Instructions to follow:
Copy the data below, swapping each "instance" for "occurrence" and keeping everything else unchanged.

>> Begin Material provided

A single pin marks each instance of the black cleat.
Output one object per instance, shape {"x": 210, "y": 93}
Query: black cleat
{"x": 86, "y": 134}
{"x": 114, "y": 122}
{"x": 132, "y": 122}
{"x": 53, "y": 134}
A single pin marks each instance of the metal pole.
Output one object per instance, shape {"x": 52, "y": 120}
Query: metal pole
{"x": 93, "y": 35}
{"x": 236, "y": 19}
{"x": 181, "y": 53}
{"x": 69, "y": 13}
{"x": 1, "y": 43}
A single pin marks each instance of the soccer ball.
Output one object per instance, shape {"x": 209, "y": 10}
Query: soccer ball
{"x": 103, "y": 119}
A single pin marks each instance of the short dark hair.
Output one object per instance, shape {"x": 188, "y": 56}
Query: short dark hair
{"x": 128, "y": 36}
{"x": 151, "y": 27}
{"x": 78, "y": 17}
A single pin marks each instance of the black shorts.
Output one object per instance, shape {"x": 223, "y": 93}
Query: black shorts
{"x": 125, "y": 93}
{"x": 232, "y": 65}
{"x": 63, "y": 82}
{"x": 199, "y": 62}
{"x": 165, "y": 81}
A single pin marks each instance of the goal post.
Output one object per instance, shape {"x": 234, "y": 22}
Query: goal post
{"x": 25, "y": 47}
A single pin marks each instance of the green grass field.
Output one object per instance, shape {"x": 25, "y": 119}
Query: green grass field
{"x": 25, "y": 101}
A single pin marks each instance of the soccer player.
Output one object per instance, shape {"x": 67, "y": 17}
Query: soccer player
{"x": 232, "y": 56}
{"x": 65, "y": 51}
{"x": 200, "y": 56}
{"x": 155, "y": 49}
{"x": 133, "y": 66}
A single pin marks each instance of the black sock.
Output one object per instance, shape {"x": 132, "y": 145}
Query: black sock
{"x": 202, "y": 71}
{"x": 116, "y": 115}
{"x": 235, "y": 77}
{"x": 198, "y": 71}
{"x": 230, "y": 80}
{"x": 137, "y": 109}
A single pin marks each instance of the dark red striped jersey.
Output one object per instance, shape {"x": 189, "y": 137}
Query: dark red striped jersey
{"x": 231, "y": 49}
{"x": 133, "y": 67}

>> End Material provided

The answer:
A single pin marks each occurrence of the black cleat.
Output one object per occurrence, shape {"x": 210, "y": 93}
Query: black cleat
{"x": 86, "y": 134}
{"x": 114, "y": 122}
{"x": 132, "y": 122}
{"x": 53, "y": 134}
A single pin marks each occurrence of the metal pole.
Output one object per occurrence, shape {"x": 52, "y": 120}
Query: metal pole
{"x": 93, "y": 35}
{"x": 236, "y": 19}
{"x": 181, "y": 53}
{"x": 69, "y": 13}
{"x": 1, "y": 43}
A single pin marks each occurrence of the soccer ball.
Output one object per occurrence, shape {"x": 209, "y": 10}
Query: soccer ball
{"x": 103, "y": 119}
A single pin marks each occurrence of the short dark hair.
Output one object per occurrence, shape {"x": 188, "y": 56}
Query: short dark hair
{"x": 128, "y": 36}
{"x": 151, "y": 27}
{"x": 78, "y": 17}
A single pin marks each occurrence of the black shorts.
Output one object per occurrence, shape {"x": 223, "y": 93}
Query: black shorts
{"x": 125, "y": 93}
{"x": 232, "y": 65}
{"x": 63, "y": 82}
{"x": 199, "y": 62}
{"x": 165, "y": 81}
A single pin marks each occurrence of the goal post.
Output one object per occurrence, shape {"x": 234, "y": 22}
Query: goal post
{"x": 25, "y": 47}
A single pin marks each occurrence of the green grass field.
Output one object per occurrence, shape {"x": 25, "y": 119}
Query: green grass field
{"x": 25, "y": 101}
A single pin marks each occurrence of the soccer player.
Output one object per occurrence, shape {"x": 67, "y": 17}
Query: soccer player
{"x": 232, "y": 56}
{"x": 65, "y": 51}
{"x": 200, "y": 56}
{"x": 155, "y": 49}
{"x": 133, "y": 66}
A single pin marks each occurrence of the black sock.
Output one object per occurrence, shape {"x": 132, "y": 145}
Query: black sock
{"x": 202, "y": 71}
{"x": 116, "y": 115}
{"x": 235, "y": 77}
{"x": 198, "y": 71}
{"x": 230, "y": 80}
{"x": 137, "y": 109}
A single pin marks each occurrence of the dark red striped jersey.
Output one object per occurrence, shape {"x": 189, "y": 137}
Query: dark red striped jersey
{"x": 231, "y": 49}
{"x": 133, "y": 67}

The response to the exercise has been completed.